*** Begin section ***
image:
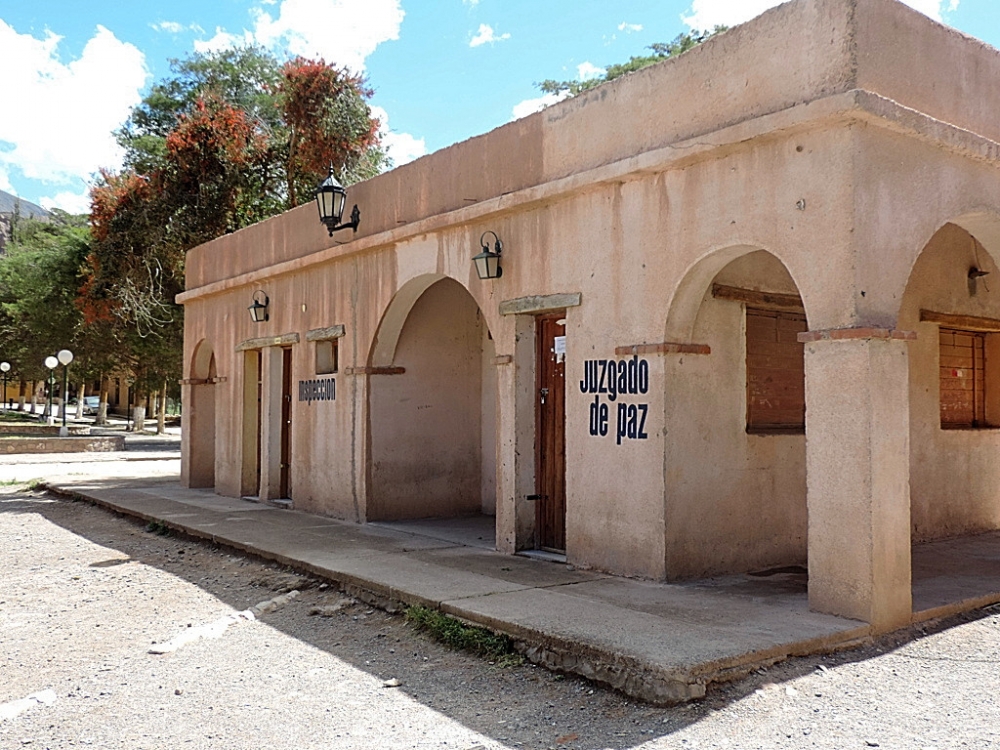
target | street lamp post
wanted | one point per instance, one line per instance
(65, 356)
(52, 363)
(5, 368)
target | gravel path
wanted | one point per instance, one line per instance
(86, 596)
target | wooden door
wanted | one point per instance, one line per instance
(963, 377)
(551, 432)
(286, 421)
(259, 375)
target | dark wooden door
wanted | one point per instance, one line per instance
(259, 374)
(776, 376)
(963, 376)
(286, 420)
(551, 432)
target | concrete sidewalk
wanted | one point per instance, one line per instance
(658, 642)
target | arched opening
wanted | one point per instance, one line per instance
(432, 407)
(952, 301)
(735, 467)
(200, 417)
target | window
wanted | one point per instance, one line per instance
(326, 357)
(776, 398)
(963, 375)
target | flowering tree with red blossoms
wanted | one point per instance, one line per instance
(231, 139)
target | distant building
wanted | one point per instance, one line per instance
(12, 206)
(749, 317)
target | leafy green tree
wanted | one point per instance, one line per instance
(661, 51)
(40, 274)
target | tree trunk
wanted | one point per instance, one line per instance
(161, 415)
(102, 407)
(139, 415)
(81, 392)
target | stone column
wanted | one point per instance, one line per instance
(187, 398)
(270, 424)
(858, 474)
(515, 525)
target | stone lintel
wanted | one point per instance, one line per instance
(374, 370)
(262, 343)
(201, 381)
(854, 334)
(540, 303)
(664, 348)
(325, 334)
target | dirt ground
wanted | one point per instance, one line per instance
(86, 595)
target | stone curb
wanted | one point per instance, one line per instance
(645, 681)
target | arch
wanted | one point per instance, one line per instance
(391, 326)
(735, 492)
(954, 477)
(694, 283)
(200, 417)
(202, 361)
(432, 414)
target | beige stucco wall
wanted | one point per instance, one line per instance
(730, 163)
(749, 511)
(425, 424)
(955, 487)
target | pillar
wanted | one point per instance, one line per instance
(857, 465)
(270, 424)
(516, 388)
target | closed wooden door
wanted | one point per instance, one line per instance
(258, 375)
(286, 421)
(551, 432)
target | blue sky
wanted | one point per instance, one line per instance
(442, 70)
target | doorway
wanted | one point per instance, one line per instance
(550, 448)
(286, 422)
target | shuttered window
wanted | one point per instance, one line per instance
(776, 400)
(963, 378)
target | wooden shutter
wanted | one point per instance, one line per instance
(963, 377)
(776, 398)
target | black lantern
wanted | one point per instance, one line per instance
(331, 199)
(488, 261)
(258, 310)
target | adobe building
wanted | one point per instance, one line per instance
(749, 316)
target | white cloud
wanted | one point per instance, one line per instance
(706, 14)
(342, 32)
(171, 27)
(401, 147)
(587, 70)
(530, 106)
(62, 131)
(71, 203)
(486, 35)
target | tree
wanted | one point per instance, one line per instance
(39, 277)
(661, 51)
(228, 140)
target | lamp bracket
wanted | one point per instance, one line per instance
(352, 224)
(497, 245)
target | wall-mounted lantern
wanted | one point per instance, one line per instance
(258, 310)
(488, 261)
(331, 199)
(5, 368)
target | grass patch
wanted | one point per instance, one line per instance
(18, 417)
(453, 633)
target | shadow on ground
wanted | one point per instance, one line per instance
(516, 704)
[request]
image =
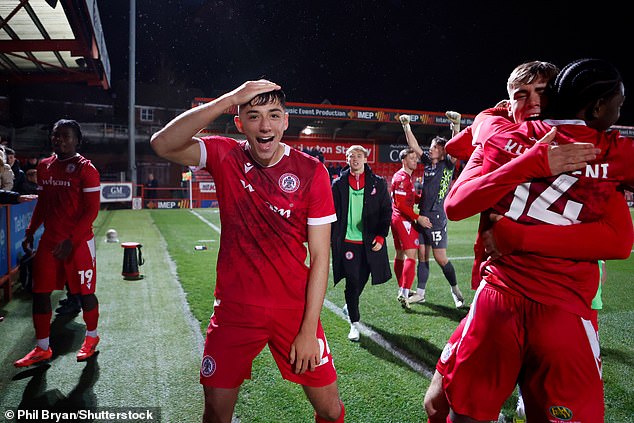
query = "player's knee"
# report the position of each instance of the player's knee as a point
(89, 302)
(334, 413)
*** End section ***
_Exercise aim_
What is needed is a word-for-word transcription of all the entries, with the pictures dropped.

_Response below_
image:
target | street lamp post
wanted | one point per instance, one line per instance
(65, 356)
(52, 363)
(5, 368)
target | gravel path
wanted | one point per instance, one line per instance
(86, 596)
target | wooden door
wanted | one point per instance, one line per instance
(963, 377)
(551, 432)
(286, 421)
(259, 375)
target | dark wooden door
wanted | one point per instance, one line per instance
(259, 374)
(776, 376)
(963, 376)
(286, 420)
(551, 432)
target | concrete sidewalk
wanted | one point per instance, one line per instance
(658, 642)
target | arched opening
wanted | one point per instance, one line per instance
(432, 407)
(952, 301)
(735, 467)
(200, 417)
target | window
wanted | one point per instance, one line per instance
(326, 357)
(776, 398)
(963, 375)
target | flowering tree with red blossoms
wanted | one point per instance, one line per instance
(231, 139)
target | distant building
wanted | one point per instance, one line per instance
(12, 206)
(749, 317)
target | leafy green tree
wanted | one point per instance, one line per instance
(661, 51)
(40, 274)
target | tree trunk
wanted | one point per instance, one line per instance
(161, 415)
(102, 407)
(139, 415)
(81, 392)
target | stone column
wanted | one point per instance, one line per instance
(187, 398)
(270, 424)
(858, 474)
(515, 525)
target | stone lintel
wanted | one point per instance, one line per instance
(374, 370)
(262, 343)
(201, 381)
(854, 334)
(540, 303)
(664, 348)
(325, 334)
target | dirt ground
wanted | one point per instance, one line per instance
(86, 595)
target | stone curb
wanted | one point per instance, one line per instance
(645, 681)
target | arch
wanted | one point per instance, one line per instance
(391, 326)
(735, 492)
(954, 477)
(694, 283)
(200, 417)
(202, 361)
(432, 414)
target | beige stucco wall
wanted | one point per instance, one line per instance
(730, 163)
(749, 511)
(425, 424)
(955, 487)
target | pillar
wanted | one point per instance, one line per instance
(857, 465)
(270, 424)
(516, 388)
target | closed wooden door
wanted | one point per instance, one line per instance
(258, 375)
(286, 421)
(551, 432)
target | blue sky
wanted | one point per instance, one line per instance
(442, 70)
target | doorway
wanted | one point per instance, one line per instance
(550, 448)
(286, 422)
target | shuttered window
wanted | one point per instance, one line per instance
(776, 400)
(963, 378)
target | wooden shutter
wanted | one point per instance, one line per instance
(963, 377)
(776, 398)
target | black lantern
wanted | one point per instance, one line per instance
(331, 199)
(488, 261)
(258, 310)
target | adobe building
wanted | one point per instance, one line per instance
(749, 316)
target | white cloud
wanted | one point per instance, one line per instance
(706, 14)
(342, 32)
(171, 27)
(401, 147)
(587, 70)
(530, 106)
(62, 131)
(71, 203)
(486, 35)
target | tree
wanted | one point per instance, one line per instance
(39, 277)
(661, 51)
(228, 140)
target | lamp bracket
wanted | one point per instance, one line per instance
(352, 224)
(497, 245)
target | wall-mounted lantern
wanted | one point per instance, one line per instance
(258, 310)
(488, 261)
(331, 199)
(5, 368)
target | grass patch
wanted | one point per instance, one line per instance
(18, 417)
(453, 633)
target | shadow on ground
wanted | one point per instance, one line per instance
(516, 704)
[request]
image =
query = "player's knee"
# report the position of each instance of the player's knee as a point
(89, 302)
(334, 413)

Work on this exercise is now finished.